EXERCISE DESCRIPTION >>
Below is a block of records; repeat each one exactly.

[Coordinate labeling data]
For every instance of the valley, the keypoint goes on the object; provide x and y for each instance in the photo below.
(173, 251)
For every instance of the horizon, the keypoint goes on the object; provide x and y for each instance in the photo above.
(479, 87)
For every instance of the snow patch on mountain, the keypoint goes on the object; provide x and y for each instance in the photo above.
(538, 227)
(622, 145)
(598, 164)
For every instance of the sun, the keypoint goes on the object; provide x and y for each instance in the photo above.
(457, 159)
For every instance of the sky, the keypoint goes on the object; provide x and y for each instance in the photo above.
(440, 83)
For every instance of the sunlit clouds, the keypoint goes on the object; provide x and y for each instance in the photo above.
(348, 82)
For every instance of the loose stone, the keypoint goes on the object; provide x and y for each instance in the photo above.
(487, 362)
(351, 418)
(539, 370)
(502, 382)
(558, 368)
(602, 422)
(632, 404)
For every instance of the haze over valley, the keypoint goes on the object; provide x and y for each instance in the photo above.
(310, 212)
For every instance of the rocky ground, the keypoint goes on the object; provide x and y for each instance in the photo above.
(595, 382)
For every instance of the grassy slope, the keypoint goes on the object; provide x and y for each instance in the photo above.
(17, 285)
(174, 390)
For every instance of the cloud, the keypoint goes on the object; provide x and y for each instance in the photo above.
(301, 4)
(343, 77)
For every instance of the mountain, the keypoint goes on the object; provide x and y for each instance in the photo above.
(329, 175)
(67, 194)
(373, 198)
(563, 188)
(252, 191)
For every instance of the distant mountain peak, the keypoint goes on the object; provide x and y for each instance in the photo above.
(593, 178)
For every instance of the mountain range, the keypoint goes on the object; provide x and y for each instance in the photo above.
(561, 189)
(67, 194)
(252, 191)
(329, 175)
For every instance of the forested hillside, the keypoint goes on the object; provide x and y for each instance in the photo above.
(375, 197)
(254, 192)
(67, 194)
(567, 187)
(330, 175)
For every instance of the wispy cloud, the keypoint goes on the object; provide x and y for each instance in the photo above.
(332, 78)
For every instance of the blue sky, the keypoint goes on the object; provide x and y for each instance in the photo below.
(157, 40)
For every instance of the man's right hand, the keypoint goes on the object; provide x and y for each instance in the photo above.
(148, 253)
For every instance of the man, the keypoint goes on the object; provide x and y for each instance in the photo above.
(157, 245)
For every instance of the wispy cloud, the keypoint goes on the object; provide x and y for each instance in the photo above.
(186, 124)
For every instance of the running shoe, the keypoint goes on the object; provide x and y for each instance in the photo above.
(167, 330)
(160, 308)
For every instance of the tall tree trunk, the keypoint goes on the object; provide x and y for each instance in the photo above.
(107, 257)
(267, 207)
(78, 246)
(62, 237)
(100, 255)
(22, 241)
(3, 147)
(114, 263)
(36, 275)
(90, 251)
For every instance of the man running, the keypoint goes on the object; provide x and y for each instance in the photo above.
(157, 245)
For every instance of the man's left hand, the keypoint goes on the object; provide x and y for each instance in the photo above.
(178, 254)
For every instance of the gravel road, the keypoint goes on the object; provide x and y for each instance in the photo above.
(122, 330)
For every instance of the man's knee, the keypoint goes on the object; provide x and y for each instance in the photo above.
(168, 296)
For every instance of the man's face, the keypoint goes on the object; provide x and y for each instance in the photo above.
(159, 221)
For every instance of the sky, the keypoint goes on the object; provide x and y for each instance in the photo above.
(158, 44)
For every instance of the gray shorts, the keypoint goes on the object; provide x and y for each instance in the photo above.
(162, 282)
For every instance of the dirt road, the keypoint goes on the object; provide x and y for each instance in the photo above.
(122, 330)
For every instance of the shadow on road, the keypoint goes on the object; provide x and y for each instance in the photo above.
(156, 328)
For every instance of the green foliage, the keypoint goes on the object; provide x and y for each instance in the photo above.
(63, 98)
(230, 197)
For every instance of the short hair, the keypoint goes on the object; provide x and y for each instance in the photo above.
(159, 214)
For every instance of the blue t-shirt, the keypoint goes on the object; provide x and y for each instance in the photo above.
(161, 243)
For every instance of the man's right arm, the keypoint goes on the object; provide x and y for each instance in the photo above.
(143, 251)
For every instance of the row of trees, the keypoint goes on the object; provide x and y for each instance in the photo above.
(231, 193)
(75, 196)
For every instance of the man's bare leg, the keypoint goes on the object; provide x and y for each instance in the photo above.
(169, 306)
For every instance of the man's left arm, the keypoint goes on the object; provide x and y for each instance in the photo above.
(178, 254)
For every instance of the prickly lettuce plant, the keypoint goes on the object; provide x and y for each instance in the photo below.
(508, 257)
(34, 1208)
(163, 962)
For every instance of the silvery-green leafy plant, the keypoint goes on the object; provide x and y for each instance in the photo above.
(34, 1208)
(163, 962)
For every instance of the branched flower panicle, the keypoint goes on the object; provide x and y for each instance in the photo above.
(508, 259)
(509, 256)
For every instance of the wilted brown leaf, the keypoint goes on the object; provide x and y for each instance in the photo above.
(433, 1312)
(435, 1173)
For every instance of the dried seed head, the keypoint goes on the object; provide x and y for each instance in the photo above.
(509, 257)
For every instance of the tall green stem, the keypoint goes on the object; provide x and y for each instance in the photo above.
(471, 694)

WRITTEN RESPONSE >>
For every instance of the valley, the keypoint goes on the object; provide x and y for each instance in the photo below.
(173, 251)
For every instance of the horizon, the keypoint goes on the object; provide x and y for each instance in the photo above.
(479, 87)
For every instance of the snow patch on mountain, the keypoint goes on the object; provide x and y for each instance in the photo above.
(538, 227)
(622, 145)
(598, 164)
For every instance of the sun, the keypoint goes on the object; provide x and y for each instance in the photo above.
(457, 159)
For every instance of the sky, the keypoint goes on the object; provide x and y for each instance in the photo above.
(440, 83)
For every instance of the sunlit clouds, the keypoint goes on the object; provide x and y for each instance in the photo above.
(348, 82)
For every instance of the loose stone, the keypoint goes on the object; provide x and y for each instance in the photo above.
(487, 362)
(351, 418)
(539, 370)
(502, 382)
(558, 368)
(602, 422)
(632, 404)
For every instance of the haze over valley, the keypoint goes on the object; provide x and y for each instance in the photo above.
(310, 212)
For every instance of the rocky ground, the keypoint goes on the object; provide x and y for each instance in the photo above.
(595, 382)
For every instance of the grassy slope, the keypoint goes on the object; provide x and y for each instance in the photo above.
(17, 285)
(174, 390)
For every instance of the cloud, the keypoint goes on the object; provide x and y for each instance in the photo above.
(301, 4)
(343, 77)
For every instance of the mountain, the keypoint goes on the object; provide x and y for each instance in the photo above.
(329, 175)
(67, 194)
(373, 198)
(563, 188)
(252, 191)
For every instance of the distant mountain peak, the keypoint goes on the object; provide x and y for each instance in the photo above.
(593, 178)
For every instance of the mountain range, the keypoint goes on the object; provide x and y for each instance in the photo above.
(561, 189)
(67, 194)
(252, 191)
(329, 175)
For every instance of the forested hillside, the keypoint goes on the object; provide x and y for each instance in the photo above.
(375, 197)
(254, 192)
(67, 194)
(567, 187)
(330, 175)
For every instance of the wispy cloud, the keypoint goes on the object; provide x and y for each instance in the photo above.
(332, 78)
For every instance of the blue sky, the keypoint goes on the object; provide x and y for each instance in the photo below.
(157, 40)
For every instance of the man's right hand, the keypoint goes on the object; provide x and y for each instance in the photo above.
(148, 253)
For every instance of the man, the keypoint goes on the object; provide x and y for each instance in the photo above.
(157, 245)
For every instance of the wispy cloud, the keypoint goes on the object; provide x and y for each instance in the photo above.
(186, 124)
For every instance of the running shoe, the keypoint goes on the object; provide x and y for each instance in the photo above.
(167, 330)
(160, 308)
For every instance of the tall tree trunk, the keypoint goes on the object; provide x and y for each instance in the photo above.
(107, 257)
(267, 207)
(78, 246)
(62, 237)
(100, 255)
(22, 241)
(3, 147)
(114, 263)
(36, 275)
(90, 251)
For every instance of the man running, the keypoint goes on the object; provide x and y for each instance in the photo above.
(157, 245)
For every instance of the man's left hand, the keypoint goes on the object; provide x and y for each instance in the photo above.
(178, 254)
For every instance of the gravel road, the keypoint goes on the object; provide x and y for each instance in the photo above.
(122, 330)
For every instance of the man's knee, the keypoint goes on the object; provide x and y for each instance in the photo above.
(168, 296)
For every instance of the man's face, the keypoint goes on the object; provide x and y for each instance in the photo above.
(159, 221)
For every instance of the sky, the keypoint goes on the object; provide x and y for each instance in the photo above.
(158, 44)
For every instance of the gray shorts, the keypoint goes on the object; provide x and y for each instance in the photo above.
(162, 282)
For every instance of the dirt road, the keypoint goes on the object; provide x and y for each instance in the photo above.
(122, 330)
For every instance of the shadow on road, the keypoint goes on the object; provide x and y for each instance in the photo above.
(156, 328)
For every instance of the green foliage, the keypoint goes on the object; provide x and y for each instance in the photo above.
(63, 98)
(230, 197)
For every instance of the short hair, the keypoint goes on the object; provide x and y for each instance in the photo above.
(159, 214)
For every instance of the blue t-shirt, the keypoint goes on the object; provide x and y for each instance in the photo above.
(161, 243)
For every instance of the man's right arm, the keypoint goes on the object; provide x and y for each instance in the photo above.
(143, 251)
For every instance of the row of trees, the keypoint goes on the object; provide x and y for each instance in the photo above.
(231, 193)
(75, 196)
For every instance of the man's bare leg, the keypoint goes on the object; provide x and y for each instance in the photo above.
(169, 306)
For every instance of the man's left arm, the keypoint goes on the object; provide x and y for each instance in the photo above.
(178, 254)
For every instance of the prickly lettuce plant, the keypoint goes on the object; provide x and y for each instance in the photo below.
(508, 257)
(34, 1208)
(163, 962)
For every instance of the silvery-green leafy plant, the keypoint goes on the object; provide x and y for each instance in the photo above.
(34, 1208)
(163, 962)
For every instance of the branched flower panicle, the keypoint goes on the object; provide x and y for each instance in the photo above.
(508, 259)
(509, 256)
For every instance of the wilted brown leaf, the keypoint goes on the object; provide x and y for each instance in the photo above.
(433, 1312)
(435, 1173)
For every instance of the dried seed head, the keypoint goes on the object; provide x and y for each instance in the photo above.
(509, 257)
For every instance of the tall green stem, the keypoint goes on the object; provide x and y for each instance in the photo above.
(471, 694)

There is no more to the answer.